▶ [TO DO]: Write out the records again, exactly, leaving none out.

[Location identification items]
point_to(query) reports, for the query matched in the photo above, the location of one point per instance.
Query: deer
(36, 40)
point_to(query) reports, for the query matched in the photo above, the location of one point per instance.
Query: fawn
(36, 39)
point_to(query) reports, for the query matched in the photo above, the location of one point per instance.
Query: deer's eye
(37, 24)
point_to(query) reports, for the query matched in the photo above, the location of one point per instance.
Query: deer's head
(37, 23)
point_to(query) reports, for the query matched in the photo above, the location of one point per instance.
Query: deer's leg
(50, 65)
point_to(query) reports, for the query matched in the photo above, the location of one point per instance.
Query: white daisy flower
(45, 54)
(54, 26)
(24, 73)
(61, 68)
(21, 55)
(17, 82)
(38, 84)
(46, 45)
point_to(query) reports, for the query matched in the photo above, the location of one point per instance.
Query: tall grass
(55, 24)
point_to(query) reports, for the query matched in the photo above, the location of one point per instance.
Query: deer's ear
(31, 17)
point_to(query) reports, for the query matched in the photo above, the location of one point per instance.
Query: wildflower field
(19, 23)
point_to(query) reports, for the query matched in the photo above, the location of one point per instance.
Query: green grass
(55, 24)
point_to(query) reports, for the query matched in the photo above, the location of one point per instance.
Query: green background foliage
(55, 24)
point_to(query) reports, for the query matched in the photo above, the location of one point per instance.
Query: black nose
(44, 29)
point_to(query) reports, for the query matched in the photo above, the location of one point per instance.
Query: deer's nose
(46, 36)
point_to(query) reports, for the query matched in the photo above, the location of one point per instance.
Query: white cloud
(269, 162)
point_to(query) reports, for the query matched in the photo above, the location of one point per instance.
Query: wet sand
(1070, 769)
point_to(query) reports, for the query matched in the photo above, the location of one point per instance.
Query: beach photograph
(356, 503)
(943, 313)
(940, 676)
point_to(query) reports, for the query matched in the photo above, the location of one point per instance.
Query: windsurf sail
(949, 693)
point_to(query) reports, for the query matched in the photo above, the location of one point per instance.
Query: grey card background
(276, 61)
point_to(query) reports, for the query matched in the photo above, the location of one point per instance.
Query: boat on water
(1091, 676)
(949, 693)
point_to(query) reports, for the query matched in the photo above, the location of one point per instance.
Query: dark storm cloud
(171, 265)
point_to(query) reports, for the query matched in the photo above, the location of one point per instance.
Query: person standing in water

▶ [WRITTEN REPLY]:
point_to(query) reports, for the query matched in the photo above, the location of one point per instance.
Query: deer
(36, 40)
point_to(query) reports, for the query matched in the photo above, the location of one point per instance.
Query: fawn
(36, 39)
point_to(query) reports, for the query matched in the photo above, the location of one point per instance.
Query: deer's eye
(37, 24)
point_to(query) reports, for the query matched in the photo above, the location of one point per instance.
Query: deer's head
(37, 23)
point_to(query) reports, for the query matched in the photo above, the location of one point per instance.
Query: deer's leg
(50, 65)
point_to(query) reports, for the query matched in the photo above, the location of one point per instance.
Query: white daisy flower
(45, 54)
(54, 26)
(24, 73)
(61, 68)
(21, 55)
(17, 82)
(38, 84)
(46, 45)
point_to(query) reports, for the query matched in the photo above, the location of one point per instance.
Query: tall grass
(55, 24)
point_to(query) reports, for the query matched in the photo above, the location of one point per instance.
Query: deer's ear
(31, 17)
point_to(query) reports, for the query matched in the photo above, the location of one point per instance.
Query: wildflower field
(19, 23)
point_to(query) reports, for the query matched in the photo above, the location of one point per instance.
Query: green grass
(55, 24)
point_to(query) reports, for the query matched in the photo above, the location of one point per instance.
Query: green background foliage
(55, 24)
point_to(query) reports, for the query matched in the photo above, the location of one point per instance.
Query: black nose
(44, 29)
point_to(query) reports, for the query matched in the photo above, the location of one point per instance.
Query: deer's nose
(46, 36)
point_to(query) reports, for the query matched in the photo above, the location of one point per instance.
Query: white cloud
(269, 162)
point_to(query) reports, for the query matched in the photo above, the location of one point per instance.
Query: wet sand
(1070, 769)
point_to(query) reports, for the query matched in the photo above, the location of one point per instance.
Query: beach photograph
(356, 503)
(943, 313)
(940, 676)
point_to(query) reports, for the query matched in the photo above, the location of one point per instance.
Query: windsurf sail
(949, 693)
point_to(query) reports, for the query matched in the photo above, the location of one point per instance.
Query: grey card background
(276, 61)
point_to(query) reports, for the query matched in the photo above, the location of one point per instance.
Query: boat on water
(1091, 676)
(949, 693)
point_to(query) reports, for the query matched in the photo above, the location of one point per instance.
Query: dark storm cloud
(171, 265)
point_to(query) reports, for the query matched in the photo above, the location of one point per instance.
Query: person standing in water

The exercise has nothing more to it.